Aim of the exercise
Please rewrite the entries below, changing "dark trousers" to "gray trousers" everywhere and leaving everything else as it is. Leave the pictures out of your answer.
_ _ _
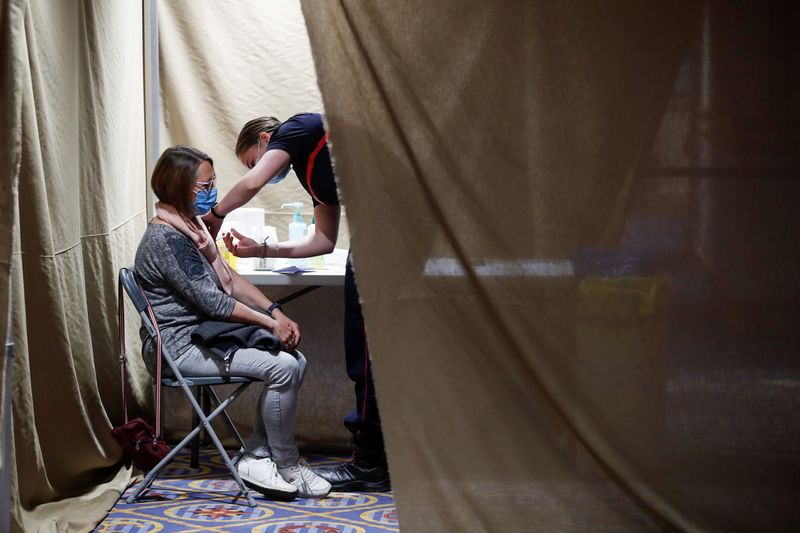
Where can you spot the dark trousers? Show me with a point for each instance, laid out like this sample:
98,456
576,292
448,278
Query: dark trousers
_ _ _
Exercise result
Where can you spot the gray trousers? Show me with a point for each instance, laid out like this sample:
98,456
576,292
448,278
Query: gray trousers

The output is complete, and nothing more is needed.